_EXPLORE THE MATERIAL:_
1. Answer these questions from the passage on learning a baby's sex before birth.
(a) At about how many weeks along can doctors usually determine the baby's sex during a routine ultrasound?
(b) Around what week is amniocentesis usually done?
(c) During which trimester is CVS performed?
2. Rewrite the stretch of the passage on learning a baby's sex from "The position of" through "of your baby.", replacing "amniocentesis" with "amnio".
3. Extend the passage on learning a baby's sex before birth, picking up after its final sentence.

_SOURCE PASSAGE:_
========================================

This is one of the most common questions doctors get from parents-to-be. If you're dying to know whether to stock up on pink or blue onesies, you'll likely have to wait until you're about 18 to 20 weeks along. Doctors can usually determine the baby's sex during a routine ultrasound visit at this time, but not always.
The position of the baby during the ultrasound is key, and if your baby's curled up or facing the wrong way, you may have to wait until your next appointment. For obvious reasons, it's usually easier to see if your baby is a boy.
Moms-to-be who undergo amniocentesis—a prenatal test that's used to check for certain genetic problems, usually around 16 weeks—can also find out whether they're having a boy or a girl at that time. The test, usually given to moms 35 or older, involves inserting a needle into the uterus to remove a small amount of amniotic fluid. This test isn't without risk, however, and isn't performed simply to determine the sex of your baby.
Another test that can look at the baby's chromosomes is called CVS (chorionic villus sampling), which is performed during the first trimester to look for problems with the baby's chromosomes. However, this test is infrequently used.

========================================

Stored records:
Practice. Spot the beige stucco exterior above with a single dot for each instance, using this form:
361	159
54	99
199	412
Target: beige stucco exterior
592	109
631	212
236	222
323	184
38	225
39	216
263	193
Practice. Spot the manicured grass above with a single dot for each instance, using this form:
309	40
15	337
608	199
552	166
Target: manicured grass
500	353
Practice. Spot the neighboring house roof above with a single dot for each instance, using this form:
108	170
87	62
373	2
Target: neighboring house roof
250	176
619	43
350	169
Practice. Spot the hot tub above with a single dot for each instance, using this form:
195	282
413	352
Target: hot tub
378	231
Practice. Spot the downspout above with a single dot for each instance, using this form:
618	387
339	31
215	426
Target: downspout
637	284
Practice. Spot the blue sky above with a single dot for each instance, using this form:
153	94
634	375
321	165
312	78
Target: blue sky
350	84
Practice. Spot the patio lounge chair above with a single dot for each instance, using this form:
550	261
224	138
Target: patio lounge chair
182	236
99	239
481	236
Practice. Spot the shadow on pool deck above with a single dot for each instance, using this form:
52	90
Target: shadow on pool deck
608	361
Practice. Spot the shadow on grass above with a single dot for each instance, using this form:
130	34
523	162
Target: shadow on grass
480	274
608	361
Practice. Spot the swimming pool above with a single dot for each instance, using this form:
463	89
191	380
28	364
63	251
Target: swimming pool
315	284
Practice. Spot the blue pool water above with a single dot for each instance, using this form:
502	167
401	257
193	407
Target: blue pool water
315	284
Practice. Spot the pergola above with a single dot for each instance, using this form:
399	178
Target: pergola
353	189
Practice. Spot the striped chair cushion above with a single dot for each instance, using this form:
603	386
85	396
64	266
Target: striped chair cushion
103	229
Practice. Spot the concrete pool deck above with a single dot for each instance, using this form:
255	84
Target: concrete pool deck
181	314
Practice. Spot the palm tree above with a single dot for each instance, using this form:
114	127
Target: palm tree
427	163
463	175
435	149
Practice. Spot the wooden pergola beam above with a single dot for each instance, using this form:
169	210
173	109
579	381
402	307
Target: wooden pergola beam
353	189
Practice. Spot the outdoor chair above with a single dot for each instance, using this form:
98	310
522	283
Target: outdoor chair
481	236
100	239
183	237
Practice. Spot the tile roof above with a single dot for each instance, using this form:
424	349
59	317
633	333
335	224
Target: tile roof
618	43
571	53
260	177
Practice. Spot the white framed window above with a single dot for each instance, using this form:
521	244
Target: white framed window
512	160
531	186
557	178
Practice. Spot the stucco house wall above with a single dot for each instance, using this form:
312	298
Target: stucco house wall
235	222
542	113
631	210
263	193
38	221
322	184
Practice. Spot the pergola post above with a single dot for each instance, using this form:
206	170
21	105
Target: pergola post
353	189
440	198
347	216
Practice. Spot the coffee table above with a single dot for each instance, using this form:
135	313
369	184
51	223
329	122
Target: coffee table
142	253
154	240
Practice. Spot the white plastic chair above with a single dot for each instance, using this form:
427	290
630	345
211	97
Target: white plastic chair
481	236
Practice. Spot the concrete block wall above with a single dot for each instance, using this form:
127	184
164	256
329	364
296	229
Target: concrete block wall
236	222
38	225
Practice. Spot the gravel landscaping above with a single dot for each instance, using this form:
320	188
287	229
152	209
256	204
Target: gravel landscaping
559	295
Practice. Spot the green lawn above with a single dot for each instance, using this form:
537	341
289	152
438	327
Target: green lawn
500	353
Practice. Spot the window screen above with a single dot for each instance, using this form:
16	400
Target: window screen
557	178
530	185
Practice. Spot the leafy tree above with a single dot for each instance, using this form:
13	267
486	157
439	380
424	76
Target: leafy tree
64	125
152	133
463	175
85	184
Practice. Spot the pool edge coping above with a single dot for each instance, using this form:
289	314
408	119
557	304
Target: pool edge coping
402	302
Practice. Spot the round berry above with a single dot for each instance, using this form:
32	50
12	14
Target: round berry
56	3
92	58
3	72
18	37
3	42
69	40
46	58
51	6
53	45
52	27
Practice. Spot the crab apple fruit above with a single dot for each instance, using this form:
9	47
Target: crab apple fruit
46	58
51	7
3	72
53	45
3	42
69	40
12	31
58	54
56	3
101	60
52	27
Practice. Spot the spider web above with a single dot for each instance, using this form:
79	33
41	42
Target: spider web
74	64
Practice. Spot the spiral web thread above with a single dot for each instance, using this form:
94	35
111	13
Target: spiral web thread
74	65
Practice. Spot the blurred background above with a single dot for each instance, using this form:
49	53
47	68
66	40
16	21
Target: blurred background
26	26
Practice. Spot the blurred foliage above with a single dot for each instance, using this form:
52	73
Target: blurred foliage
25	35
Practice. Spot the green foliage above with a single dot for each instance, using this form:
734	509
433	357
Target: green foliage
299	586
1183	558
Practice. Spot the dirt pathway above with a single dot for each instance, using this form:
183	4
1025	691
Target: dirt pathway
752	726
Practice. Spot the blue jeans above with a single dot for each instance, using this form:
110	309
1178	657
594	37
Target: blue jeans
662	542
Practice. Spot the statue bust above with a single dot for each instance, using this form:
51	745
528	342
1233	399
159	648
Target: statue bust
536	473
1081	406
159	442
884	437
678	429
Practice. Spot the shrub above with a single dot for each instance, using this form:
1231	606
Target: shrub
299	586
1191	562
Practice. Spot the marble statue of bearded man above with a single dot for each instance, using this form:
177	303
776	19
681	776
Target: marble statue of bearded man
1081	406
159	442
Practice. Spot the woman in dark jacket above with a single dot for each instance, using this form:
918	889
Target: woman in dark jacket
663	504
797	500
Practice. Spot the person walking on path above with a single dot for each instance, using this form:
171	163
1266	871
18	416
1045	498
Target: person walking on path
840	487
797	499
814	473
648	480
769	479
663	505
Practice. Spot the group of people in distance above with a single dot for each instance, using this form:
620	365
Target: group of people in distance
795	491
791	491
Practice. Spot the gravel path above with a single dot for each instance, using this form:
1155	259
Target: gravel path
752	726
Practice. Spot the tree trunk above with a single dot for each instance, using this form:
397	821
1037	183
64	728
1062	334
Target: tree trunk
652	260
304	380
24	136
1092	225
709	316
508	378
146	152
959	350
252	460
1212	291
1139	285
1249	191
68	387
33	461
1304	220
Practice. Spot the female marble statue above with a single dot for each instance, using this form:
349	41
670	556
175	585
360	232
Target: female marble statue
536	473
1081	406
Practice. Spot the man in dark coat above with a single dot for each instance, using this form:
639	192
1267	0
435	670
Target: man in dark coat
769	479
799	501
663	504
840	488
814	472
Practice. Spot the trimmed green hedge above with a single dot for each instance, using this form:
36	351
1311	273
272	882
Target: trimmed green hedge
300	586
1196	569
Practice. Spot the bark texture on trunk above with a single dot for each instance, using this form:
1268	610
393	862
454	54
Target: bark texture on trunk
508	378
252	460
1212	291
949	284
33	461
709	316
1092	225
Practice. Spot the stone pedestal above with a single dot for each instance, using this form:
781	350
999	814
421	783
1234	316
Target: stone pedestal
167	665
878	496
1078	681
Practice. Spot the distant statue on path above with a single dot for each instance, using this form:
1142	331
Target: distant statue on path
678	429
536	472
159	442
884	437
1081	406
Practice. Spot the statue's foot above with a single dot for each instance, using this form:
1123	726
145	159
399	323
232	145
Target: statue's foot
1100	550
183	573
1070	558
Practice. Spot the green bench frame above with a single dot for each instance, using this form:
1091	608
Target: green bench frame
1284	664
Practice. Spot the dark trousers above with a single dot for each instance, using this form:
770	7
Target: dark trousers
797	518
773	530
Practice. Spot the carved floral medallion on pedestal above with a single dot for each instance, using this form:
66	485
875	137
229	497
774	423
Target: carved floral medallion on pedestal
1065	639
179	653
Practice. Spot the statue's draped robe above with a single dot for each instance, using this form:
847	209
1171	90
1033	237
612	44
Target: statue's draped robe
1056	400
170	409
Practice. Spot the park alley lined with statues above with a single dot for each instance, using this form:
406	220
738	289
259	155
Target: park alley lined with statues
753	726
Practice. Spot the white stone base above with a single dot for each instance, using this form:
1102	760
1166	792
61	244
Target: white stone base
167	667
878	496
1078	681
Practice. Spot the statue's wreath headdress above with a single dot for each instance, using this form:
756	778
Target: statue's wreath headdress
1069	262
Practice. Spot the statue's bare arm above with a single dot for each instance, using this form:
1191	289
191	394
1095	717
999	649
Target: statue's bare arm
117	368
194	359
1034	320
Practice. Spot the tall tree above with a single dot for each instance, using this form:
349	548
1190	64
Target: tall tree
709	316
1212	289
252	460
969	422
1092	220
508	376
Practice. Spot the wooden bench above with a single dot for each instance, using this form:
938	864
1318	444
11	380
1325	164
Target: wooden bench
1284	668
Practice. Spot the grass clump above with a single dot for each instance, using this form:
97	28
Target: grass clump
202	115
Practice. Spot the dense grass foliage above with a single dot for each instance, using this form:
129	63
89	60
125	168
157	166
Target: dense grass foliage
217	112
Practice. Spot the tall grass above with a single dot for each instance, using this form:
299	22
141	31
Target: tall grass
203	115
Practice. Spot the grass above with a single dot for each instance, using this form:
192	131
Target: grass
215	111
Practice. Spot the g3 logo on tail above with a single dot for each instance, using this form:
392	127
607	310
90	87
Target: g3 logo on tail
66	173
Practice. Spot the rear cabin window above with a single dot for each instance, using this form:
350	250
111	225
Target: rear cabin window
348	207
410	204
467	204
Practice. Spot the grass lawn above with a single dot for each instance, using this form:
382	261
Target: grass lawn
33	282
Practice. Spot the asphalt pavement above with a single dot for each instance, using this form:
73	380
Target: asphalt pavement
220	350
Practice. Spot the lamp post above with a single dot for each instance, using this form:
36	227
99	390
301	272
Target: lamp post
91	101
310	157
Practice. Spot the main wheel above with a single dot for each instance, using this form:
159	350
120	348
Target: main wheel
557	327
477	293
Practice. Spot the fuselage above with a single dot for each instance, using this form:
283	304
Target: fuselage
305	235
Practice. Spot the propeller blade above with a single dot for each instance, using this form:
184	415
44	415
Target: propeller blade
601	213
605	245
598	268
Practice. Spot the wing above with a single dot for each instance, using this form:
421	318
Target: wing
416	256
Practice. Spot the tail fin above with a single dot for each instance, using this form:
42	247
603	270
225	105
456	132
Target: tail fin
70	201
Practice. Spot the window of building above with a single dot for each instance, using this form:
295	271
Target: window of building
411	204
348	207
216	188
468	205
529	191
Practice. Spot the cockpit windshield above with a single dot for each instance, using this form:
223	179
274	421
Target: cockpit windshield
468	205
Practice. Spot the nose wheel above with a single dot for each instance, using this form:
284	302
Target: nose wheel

========================================

_EXERCISE RESPONSES:_
1.
(a) About 18 to 20 weeks.
(b) Usually around 16 weeks.
(c) The first trimester.

2.
The position of the baby during the ultrasound is key, and if your baby's curled up or facing the wrong way, you may have to wait until your next appointment. For obvious reasons, it's usually easier to see if your baby is a boy.
Moms-to-be who undergo amnio—a prenatal test that's used to check for certain genetic problems, usually around 16 weeks—can also find out whether they're having a boy or a girl at that time. The test, usually given to moms 35 or older, involves inserting a needle into the uterus to remove a small amount of amniotic fluid. This test isn't without risk, however, and isn't performed simply to determine the sex of your baby.

3.
I'm often asked if you can tell the baby's sex by the heart rate—based on the myth that one sex is faster than another—but that's just an old wives' tale. Some people claim they can predict the baby's sex by the way you're carrying, but, again, there is no scientific proof that this is true. Still others use a "pendulum test" in which an object is suspended over the pregnant belly and the baby's sex is revealed depending on which way the pendulum swings. Again, there is no documented proof that this test works.
Don't get frustrated if the doctor can't tell what the baby's sex is on ultrasound. You'll know soon enough; in the meantime, just buy green or yellow clothes and accessories!